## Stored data
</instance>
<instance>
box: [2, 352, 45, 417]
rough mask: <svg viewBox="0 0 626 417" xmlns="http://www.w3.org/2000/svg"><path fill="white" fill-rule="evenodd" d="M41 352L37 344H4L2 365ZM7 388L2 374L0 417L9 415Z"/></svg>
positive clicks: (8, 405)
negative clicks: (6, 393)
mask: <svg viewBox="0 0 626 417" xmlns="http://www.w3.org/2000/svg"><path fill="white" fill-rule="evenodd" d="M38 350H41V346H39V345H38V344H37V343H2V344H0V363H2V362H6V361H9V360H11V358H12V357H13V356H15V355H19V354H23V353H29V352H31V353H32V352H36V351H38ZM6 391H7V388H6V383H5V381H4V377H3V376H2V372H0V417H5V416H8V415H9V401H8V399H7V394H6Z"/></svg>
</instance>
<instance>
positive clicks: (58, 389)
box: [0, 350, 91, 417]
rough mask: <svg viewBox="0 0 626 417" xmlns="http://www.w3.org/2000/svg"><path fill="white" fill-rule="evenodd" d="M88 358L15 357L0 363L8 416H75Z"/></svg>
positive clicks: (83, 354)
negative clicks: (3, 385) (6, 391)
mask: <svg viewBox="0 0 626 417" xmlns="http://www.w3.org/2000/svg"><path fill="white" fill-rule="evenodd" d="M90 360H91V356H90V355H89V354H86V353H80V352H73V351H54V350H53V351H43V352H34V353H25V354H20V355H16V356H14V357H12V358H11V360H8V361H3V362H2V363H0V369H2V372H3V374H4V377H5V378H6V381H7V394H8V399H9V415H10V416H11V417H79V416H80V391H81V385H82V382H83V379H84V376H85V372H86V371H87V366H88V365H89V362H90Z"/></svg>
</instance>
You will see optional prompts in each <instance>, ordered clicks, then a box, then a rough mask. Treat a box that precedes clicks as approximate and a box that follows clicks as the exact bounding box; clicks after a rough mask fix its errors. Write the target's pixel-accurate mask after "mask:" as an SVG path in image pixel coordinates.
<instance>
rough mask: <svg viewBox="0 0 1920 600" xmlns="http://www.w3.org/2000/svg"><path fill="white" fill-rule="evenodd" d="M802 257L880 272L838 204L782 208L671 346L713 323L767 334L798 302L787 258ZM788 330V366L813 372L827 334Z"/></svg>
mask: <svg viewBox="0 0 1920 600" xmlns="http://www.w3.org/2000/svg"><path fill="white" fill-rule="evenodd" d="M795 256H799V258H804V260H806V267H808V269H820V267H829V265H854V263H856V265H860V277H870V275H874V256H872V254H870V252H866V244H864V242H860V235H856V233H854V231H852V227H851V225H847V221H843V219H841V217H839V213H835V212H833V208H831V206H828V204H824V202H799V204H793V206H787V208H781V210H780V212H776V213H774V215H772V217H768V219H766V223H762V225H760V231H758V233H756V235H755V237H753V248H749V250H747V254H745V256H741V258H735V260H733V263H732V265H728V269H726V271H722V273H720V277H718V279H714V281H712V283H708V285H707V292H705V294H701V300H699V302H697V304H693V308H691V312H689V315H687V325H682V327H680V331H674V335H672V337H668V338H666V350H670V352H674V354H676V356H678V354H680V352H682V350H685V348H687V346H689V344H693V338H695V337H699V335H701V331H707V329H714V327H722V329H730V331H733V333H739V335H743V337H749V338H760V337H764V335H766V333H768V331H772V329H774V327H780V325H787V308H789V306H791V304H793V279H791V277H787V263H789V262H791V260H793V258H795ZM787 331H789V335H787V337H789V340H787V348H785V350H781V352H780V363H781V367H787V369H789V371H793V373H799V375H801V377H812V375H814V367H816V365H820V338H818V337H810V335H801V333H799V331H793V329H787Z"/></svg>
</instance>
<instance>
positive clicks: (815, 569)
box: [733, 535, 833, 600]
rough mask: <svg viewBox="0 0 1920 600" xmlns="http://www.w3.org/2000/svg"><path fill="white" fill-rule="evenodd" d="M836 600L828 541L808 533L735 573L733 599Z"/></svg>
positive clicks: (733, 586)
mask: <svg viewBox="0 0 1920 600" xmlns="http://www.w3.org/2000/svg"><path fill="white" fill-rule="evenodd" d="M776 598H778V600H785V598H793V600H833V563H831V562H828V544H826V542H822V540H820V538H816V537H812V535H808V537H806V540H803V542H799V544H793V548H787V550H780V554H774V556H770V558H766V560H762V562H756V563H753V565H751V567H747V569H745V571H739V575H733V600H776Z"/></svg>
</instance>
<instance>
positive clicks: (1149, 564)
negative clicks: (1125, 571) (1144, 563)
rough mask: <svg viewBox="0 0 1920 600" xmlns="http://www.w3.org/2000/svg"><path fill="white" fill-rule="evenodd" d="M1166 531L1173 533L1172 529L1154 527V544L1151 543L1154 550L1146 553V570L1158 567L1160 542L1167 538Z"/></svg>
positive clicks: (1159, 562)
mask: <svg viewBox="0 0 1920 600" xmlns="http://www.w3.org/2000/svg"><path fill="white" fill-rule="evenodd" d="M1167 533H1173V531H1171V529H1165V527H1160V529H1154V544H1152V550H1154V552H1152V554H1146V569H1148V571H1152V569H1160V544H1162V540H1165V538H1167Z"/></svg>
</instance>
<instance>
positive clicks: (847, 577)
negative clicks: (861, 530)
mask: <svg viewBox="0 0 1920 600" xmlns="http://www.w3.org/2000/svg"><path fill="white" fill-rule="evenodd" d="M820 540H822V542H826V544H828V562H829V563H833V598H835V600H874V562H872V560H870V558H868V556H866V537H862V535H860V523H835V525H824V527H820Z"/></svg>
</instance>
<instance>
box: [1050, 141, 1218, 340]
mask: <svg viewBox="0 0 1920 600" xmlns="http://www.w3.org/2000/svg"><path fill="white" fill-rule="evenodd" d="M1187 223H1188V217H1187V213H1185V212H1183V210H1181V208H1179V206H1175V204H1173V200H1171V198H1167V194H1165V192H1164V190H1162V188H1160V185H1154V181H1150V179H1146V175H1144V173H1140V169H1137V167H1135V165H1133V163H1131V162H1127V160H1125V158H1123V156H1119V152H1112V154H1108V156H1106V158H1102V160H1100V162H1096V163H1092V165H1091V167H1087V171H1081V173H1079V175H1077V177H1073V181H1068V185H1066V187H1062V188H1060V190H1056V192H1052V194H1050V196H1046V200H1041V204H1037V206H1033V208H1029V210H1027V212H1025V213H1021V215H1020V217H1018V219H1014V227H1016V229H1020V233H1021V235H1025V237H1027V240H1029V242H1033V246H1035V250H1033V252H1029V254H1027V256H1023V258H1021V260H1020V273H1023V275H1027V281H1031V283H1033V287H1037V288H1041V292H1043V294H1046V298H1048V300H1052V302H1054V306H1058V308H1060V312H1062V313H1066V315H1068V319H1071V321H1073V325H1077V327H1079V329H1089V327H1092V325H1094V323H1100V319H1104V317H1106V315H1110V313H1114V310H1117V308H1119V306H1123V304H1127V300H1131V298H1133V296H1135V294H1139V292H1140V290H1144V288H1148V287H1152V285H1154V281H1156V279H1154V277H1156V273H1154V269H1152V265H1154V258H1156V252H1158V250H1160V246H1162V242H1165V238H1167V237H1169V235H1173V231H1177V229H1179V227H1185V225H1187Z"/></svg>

## TASK STATEMENT
Retype exactly, and only, the lines above from the one where "531L1173 533L1172 529L1154" occurs up to and including the one where "positive clicks: (847, 577)" occurs.

## SOLUTION TO THIS EXERCISE
rough mask: <svg viewBox="0 0 1920 600" xmlns="http://www.w3.org/2000/svg"><path fill="white" fill-rule="evenodd" d="M1166 531L1173 533L1172 529L1154 527V544L1151 543L1154 550L1146 553V570L1158 567L1160 542L1167 538Z"/></svg>
positive clicks: (1159, 562)
mask: <svg viewBox="0 0 1920 600" xmlns="http://www.w3.org/2000/svg"><path fill="white" fill-rule="evenodd" d="M1167 533H1173V531H1171V529H1165V527H1160V529H1154V544H1152V550H1154V552H1152V554H1146V569H1148V571H1152V569H1160V544H1162V540H1165V538H1167Z"/></svg>
</instance>
<instance>
positive clicks: (847, 577)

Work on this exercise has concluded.